● Exercise:
Copy every line of the entries below, changing only the point coordinates. Multiply each coordinate by 1.1 and round it to the nearest whole number, with halves rounded up.

### Exercise input ###

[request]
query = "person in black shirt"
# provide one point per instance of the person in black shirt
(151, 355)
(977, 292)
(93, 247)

###

● Answer in full:
[request]
query = "person in black shirt"
# provide one point per instance of the person in black shirt
(166, 391)
(1075, 321)
(102, 272)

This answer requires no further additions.